### Page
+ + + + +

Pope Francis Extends Message of Tolerance for LGBT People, Women and Abortion

In a stunning interview released by Jesuit journals in 16 countries on Thursday, Pope Francis continued his message of tolerance towards LGBT people. Clarifying earlier remarks on gay clergymen (“Who am I to judge?”), Pope Francis noted that his statement extended to all gay people, not just priests. Although no change in policy has been proposed, the Pope’s remarks further signal a significant departure in tone and style from predecessors.

In the interview with Rev. Antonio Spadaro, editor of Rome journal  La Civilta Cattolica, Pope Francis said that he had received numerous letters from lesbians and gays who said that they were “socially wounded” by the church. “The church does not want to do this,” said Pope Francis. Expressing concern over the threat that social issues like abortion, contraception, and marriage equality present to the future of the Catholic Church, he stated, “We have to find a new balance, otherwise… the moral edifice of the church is likely to fall like a house of cards, losing the freshness and fragrance of the Gospel.”

+ + + + +

(Bounding-box data)
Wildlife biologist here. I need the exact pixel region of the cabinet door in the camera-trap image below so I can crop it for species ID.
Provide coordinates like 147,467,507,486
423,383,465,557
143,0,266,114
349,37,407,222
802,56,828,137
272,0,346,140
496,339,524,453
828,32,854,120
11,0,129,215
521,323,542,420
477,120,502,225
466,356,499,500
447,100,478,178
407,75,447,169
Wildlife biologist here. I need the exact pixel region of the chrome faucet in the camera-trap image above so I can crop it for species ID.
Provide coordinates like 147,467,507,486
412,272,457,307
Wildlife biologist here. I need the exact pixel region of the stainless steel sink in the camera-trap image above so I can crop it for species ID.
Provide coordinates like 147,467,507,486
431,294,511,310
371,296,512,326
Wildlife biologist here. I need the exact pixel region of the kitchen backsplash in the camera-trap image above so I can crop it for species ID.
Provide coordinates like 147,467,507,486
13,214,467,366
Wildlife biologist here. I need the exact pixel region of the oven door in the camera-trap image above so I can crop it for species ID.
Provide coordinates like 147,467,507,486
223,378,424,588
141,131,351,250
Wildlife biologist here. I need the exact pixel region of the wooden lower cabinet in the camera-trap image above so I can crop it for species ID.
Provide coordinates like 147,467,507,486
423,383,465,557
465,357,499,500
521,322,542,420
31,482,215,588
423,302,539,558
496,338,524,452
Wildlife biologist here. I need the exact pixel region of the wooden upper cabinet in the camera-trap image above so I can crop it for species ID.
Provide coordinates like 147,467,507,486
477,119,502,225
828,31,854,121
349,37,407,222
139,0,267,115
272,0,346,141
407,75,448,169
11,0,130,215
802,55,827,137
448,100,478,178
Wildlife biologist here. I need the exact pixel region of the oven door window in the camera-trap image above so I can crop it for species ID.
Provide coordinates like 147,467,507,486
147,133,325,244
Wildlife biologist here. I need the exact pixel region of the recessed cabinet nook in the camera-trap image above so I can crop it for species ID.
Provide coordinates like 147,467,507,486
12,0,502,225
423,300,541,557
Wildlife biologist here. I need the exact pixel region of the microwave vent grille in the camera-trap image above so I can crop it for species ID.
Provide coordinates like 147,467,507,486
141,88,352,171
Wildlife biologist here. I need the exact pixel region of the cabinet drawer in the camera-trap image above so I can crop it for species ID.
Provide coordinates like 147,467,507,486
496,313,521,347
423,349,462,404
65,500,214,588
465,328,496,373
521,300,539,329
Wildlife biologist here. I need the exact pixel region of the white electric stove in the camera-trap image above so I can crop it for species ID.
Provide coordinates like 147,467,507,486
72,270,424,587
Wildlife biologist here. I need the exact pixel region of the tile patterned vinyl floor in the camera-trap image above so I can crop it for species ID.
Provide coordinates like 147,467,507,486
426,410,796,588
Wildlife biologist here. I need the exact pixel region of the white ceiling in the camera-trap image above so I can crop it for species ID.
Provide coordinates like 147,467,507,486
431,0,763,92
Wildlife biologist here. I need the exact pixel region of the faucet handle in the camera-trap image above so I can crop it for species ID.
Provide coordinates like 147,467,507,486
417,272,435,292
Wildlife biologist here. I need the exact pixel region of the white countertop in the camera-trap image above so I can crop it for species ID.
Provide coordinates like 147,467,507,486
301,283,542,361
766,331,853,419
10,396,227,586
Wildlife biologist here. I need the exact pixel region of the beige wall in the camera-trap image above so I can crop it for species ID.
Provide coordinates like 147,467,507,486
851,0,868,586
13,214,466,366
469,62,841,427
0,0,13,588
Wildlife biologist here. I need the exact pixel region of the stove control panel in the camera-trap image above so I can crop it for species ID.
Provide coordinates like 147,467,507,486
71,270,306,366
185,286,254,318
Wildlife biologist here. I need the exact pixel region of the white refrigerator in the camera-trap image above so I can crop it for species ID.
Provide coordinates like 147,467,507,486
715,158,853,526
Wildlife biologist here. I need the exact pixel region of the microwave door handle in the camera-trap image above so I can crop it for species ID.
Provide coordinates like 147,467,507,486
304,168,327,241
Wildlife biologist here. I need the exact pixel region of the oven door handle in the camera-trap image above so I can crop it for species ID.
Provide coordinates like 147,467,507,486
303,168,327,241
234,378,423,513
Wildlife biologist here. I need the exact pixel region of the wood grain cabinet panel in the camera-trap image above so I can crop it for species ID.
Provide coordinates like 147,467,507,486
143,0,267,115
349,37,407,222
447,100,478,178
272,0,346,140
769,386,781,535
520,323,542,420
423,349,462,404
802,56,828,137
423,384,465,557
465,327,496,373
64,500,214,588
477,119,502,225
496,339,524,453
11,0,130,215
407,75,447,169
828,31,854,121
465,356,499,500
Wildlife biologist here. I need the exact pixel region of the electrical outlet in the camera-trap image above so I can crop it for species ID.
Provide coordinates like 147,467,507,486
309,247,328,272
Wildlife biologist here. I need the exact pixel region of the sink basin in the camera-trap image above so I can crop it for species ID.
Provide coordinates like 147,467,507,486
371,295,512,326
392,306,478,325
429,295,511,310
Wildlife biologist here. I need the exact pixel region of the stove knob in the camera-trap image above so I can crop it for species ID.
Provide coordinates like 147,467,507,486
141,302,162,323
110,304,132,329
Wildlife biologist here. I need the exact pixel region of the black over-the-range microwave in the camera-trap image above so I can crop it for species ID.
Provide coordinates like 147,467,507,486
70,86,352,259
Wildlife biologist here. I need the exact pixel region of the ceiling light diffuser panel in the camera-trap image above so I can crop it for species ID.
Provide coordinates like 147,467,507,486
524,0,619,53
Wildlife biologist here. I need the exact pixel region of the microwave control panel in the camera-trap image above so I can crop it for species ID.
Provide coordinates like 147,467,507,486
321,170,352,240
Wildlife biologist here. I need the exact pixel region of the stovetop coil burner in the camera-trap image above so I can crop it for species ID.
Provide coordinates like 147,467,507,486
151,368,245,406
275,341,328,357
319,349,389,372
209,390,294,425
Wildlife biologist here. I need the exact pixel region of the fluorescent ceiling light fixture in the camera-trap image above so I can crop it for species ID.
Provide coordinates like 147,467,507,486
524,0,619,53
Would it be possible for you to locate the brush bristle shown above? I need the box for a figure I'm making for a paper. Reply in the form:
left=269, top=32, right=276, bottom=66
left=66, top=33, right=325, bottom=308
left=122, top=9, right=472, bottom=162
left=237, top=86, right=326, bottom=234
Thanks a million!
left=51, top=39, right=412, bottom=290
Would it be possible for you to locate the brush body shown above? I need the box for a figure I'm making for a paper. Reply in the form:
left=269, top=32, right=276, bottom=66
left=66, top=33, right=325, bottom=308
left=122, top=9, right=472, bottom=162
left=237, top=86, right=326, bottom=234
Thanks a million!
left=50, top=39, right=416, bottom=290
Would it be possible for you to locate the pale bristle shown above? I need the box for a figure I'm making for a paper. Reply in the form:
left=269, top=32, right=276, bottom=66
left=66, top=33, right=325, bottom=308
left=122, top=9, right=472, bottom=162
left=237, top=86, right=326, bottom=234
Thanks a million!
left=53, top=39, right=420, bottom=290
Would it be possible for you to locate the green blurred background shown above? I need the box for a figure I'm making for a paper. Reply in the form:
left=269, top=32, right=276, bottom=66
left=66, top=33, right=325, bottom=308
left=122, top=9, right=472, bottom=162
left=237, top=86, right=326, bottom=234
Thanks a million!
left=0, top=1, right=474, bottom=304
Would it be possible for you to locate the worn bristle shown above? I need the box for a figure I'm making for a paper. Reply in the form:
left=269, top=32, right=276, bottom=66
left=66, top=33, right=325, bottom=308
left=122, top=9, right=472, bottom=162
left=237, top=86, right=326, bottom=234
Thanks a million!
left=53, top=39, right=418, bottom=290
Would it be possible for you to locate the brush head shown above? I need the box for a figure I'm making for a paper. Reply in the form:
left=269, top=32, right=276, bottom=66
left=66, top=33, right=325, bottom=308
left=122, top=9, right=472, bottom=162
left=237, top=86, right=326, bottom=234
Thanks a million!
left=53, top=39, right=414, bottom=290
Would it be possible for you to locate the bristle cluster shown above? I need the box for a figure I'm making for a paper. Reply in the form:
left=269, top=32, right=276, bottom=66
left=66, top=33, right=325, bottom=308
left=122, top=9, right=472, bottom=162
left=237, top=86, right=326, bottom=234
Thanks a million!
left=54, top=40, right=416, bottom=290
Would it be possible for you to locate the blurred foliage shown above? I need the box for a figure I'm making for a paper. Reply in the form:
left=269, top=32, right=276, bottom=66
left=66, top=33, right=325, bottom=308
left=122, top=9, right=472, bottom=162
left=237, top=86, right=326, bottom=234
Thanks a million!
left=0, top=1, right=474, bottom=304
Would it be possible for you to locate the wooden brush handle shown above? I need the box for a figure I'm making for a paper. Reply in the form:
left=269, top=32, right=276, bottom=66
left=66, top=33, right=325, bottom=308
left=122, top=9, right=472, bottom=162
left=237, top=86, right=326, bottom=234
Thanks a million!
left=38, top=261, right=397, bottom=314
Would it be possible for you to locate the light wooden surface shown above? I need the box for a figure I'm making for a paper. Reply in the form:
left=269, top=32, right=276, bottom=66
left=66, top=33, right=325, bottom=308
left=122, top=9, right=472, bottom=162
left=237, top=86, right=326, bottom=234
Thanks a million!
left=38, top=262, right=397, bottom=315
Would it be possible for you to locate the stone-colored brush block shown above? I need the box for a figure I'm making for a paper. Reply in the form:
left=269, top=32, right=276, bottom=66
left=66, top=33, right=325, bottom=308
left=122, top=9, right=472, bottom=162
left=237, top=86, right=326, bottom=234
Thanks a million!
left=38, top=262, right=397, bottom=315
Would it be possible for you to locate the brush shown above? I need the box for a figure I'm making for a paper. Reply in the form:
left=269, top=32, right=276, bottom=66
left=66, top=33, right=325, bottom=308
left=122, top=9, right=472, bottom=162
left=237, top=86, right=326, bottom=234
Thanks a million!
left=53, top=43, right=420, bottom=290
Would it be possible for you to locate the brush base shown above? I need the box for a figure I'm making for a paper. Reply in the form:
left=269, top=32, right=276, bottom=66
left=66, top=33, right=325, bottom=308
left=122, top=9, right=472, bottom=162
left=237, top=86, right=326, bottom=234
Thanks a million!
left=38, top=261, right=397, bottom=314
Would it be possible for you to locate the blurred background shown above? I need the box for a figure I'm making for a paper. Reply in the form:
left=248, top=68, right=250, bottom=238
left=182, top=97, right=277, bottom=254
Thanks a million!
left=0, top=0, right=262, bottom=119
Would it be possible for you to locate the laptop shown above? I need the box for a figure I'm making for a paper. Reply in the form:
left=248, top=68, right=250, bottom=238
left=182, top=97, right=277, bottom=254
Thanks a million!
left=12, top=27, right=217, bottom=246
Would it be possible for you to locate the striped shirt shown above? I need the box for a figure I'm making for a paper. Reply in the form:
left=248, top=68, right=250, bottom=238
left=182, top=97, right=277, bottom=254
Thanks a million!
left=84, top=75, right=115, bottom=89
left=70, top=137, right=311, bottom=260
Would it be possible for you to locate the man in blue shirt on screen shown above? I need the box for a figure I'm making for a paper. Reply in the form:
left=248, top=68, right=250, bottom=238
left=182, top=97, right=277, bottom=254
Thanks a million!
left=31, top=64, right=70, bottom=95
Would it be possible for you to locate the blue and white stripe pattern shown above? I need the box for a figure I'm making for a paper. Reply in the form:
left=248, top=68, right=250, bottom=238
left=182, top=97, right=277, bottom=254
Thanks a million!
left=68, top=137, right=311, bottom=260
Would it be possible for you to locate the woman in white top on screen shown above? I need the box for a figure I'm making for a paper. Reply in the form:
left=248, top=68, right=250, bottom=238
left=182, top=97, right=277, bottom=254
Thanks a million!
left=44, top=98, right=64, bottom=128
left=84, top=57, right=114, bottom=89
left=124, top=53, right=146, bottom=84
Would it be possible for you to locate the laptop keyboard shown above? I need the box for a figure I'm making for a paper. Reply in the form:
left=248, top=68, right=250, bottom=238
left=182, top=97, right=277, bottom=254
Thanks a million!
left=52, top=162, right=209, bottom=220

+ + + + +

### Task to carry out
Can you extend the article about Pope Francis's interview on tolerance, picking up right after its final sentence?

### Exercise response
America magazine cover showing Pope Francis

Cover of America, the national Catholic review journal responsible for the English translation of Pope Francis’ interview.

Throughout the interview, Pope Francis admonished the church several times for its narrow focus on social issues, noting that the church’s teaching should not be a “disjointed multitude of doctrines to be imposed insistently.” He said, “The church sometimes has locked itself up in small things, in small-minded rules. The most important thing is the first proclamation: Jesus Christ has saved you. And the ministers of the church must be ministers of mercy above all.”

As James Martin, editor at large of America, pointed out, Pope Francis’ statements harken back to the traditional theology of a “hierarchy of truths,” a kind of ladder of beliefs in order of their importance. For example: if a Catholic disagrees with an individual sermon given by their priest on a particular biblical passage, that is less serious than, say, disagreeing with the church’s fundamental teaching that Jesus is the son of God. Pope Francis is not saying that the church has changed its teaching on homosexuality; only that it is of lesser importance than other church teachings, and that LGBT people can still be accepted as Catholic. “Religion has the right to express its opinion in the service of the people, but God in creation has set us free: it is not possible to interfere spiritually in the life of a person,” said Pope Francis.

Pope Francis waving and looking friendly

Pope Francis at the Vatican on Wednesday, September 18. (Tiziana Fabi, AFP, Getty Images via LA Times)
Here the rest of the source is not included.